[Start Data provided]

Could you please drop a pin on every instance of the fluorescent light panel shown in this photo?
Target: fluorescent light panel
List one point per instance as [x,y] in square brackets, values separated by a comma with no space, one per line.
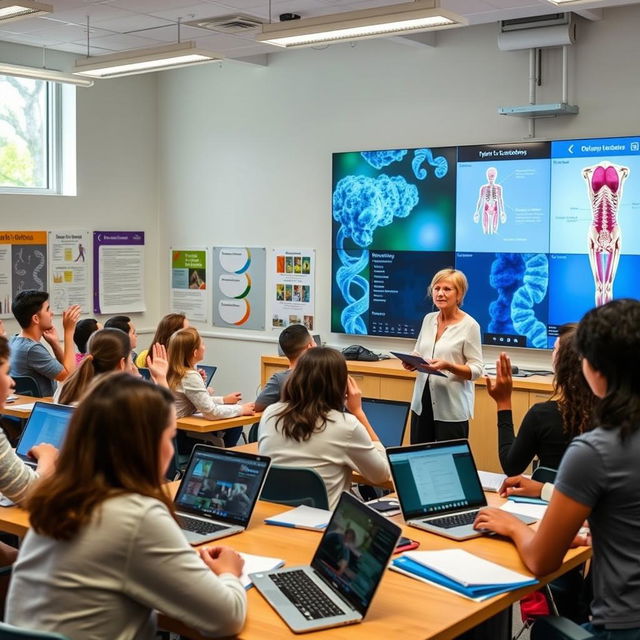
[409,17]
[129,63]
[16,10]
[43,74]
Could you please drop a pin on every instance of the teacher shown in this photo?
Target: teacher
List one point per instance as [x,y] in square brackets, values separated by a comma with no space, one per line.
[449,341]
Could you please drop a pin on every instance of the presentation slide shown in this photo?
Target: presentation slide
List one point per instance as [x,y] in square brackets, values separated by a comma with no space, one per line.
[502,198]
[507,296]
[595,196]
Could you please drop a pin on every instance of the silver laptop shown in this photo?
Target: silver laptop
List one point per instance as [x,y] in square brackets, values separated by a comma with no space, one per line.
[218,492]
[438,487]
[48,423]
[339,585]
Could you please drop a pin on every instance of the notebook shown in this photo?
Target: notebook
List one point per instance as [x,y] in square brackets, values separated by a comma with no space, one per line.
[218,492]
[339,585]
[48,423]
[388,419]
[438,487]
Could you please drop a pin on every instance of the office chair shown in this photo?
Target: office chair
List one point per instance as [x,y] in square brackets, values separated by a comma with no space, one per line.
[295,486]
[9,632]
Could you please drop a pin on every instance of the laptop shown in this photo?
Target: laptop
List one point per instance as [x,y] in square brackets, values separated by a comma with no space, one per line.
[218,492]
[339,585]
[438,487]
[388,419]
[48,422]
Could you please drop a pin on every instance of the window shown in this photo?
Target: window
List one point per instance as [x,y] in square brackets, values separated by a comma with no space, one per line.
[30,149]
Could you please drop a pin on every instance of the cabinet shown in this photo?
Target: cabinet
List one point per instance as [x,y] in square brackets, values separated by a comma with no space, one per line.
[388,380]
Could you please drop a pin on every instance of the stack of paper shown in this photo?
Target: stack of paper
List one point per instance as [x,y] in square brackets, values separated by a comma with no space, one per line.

[End Data provided]
[Start Data provided]

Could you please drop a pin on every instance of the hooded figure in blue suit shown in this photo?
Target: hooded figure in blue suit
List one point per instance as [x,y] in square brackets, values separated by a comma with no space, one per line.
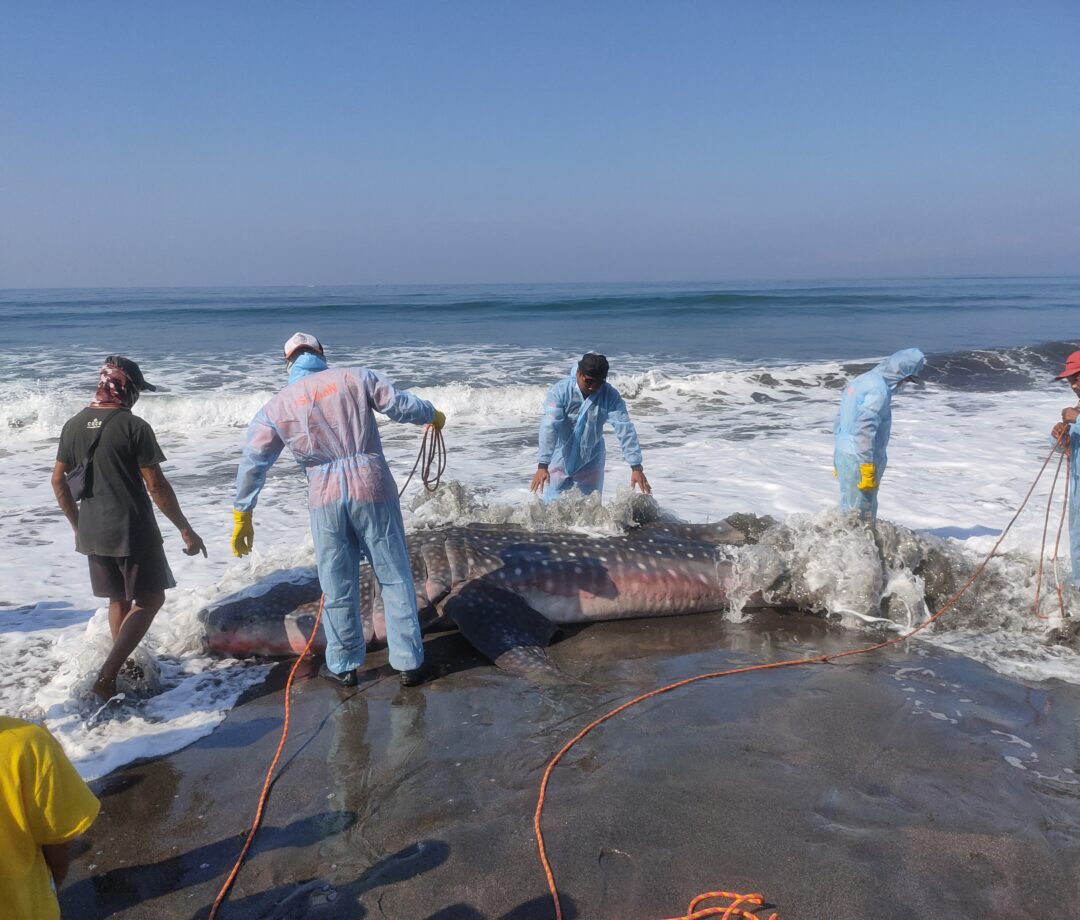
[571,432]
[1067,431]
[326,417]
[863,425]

[End Data provided]
[Start Data provided]

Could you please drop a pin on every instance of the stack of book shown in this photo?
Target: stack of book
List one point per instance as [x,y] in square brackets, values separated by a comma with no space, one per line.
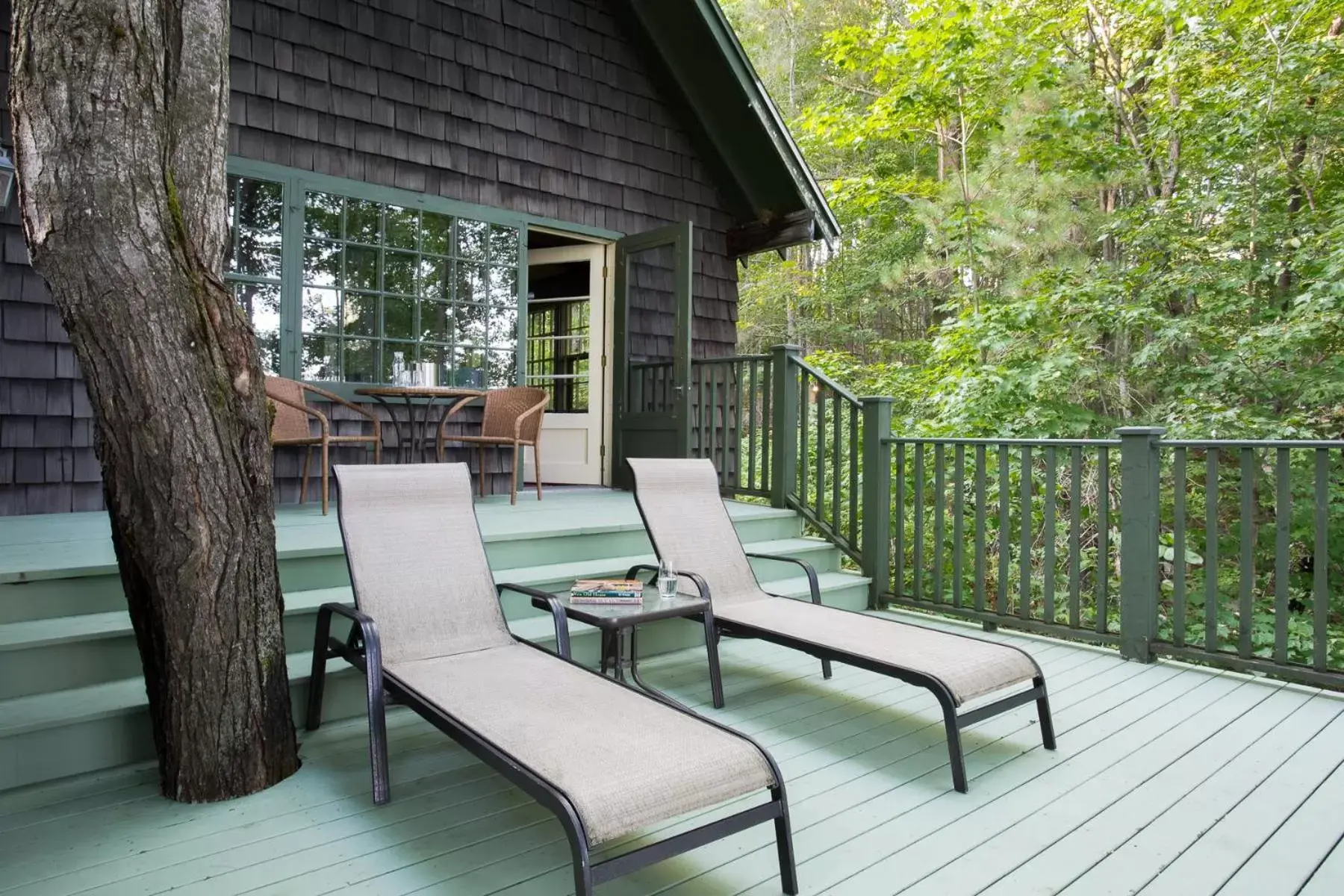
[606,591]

[End Data provided]

List every line of the records that contains the string "silver", treating uppercase and lowercase as different.

Could you please drop a pin on every instance of the silver laptop shown in this photo?
Target: silver laptop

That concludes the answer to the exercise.